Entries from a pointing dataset
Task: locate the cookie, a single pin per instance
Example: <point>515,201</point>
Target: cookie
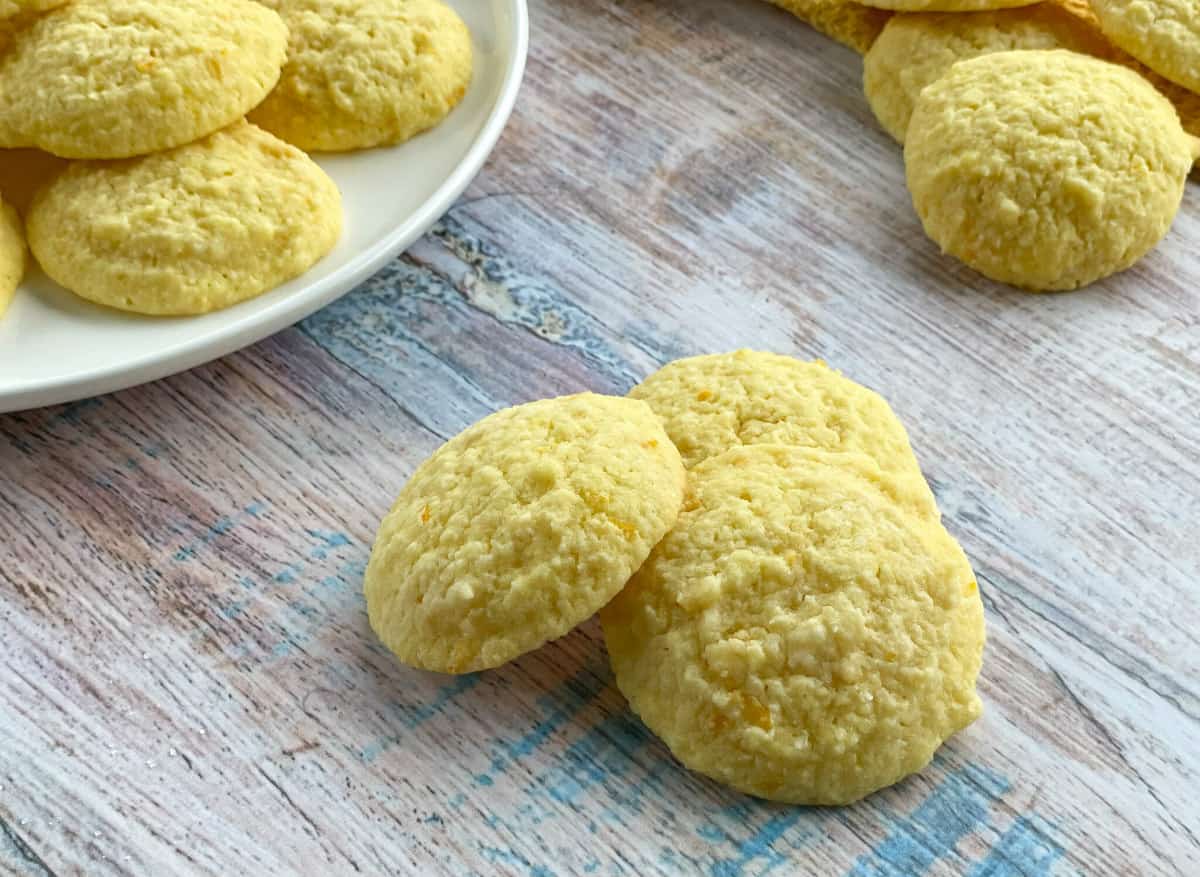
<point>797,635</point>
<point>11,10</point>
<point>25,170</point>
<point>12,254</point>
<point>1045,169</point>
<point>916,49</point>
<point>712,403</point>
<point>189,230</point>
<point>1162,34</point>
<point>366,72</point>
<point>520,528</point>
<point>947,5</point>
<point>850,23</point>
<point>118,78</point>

--

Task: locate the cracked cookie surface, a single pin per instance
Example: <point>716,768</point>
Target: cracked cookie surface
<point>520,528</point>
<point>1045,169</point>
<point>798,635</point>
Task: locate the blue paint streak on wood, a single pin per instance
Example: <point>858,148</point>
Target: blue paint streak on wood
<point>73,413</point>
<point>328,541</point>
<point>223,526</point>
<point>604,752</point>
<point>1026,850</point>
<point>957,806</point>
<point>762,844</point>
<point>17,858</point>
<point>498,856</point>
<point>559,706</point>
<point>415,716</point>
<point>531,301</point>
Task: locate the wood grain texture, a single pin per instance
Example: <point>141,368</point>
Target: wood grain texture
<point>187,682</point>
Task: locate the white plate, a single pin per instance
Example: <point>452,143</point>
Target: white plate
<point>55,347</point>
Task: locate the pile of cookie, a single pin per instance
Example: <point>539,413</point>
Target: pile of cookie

Prompt
Starting with the line with "Task: locate the blue" and going on through the line with "Target: pile of cookie", switch every "white plate" to "white dish" and leave everything else unchanged. Give back only those lines of the records.

Final answer
Task: locate the blue paint streak on wood, a single pin per instance
Example: <point>858,148</point>
Target: blue paint streak on wood
<point>73,413</point>
<point>328,541</point>
<point>223,526</point>
<point>604,752</point>
<point>1026,850</point>
<point>957,806</point>
<point>762,844</point>
<point>17,858</point>
<point>498,856</point>
<point>559,706</point>
<point>415,716</point>
<point>531,301</point>
Task: locate the wood grain texture, a single pin per instance
Example: <point>141,368</point>
Target: wood grain texture
<point>187,682</point>
Task: locate the white dish, a single pin per instance
Example: <point>452,143</point>
Target: white dish
<point>55,347</point>
Task: locate the pile of cookie, a single pin per instance
Example: <point>539,413</point>
Target: pile of cookie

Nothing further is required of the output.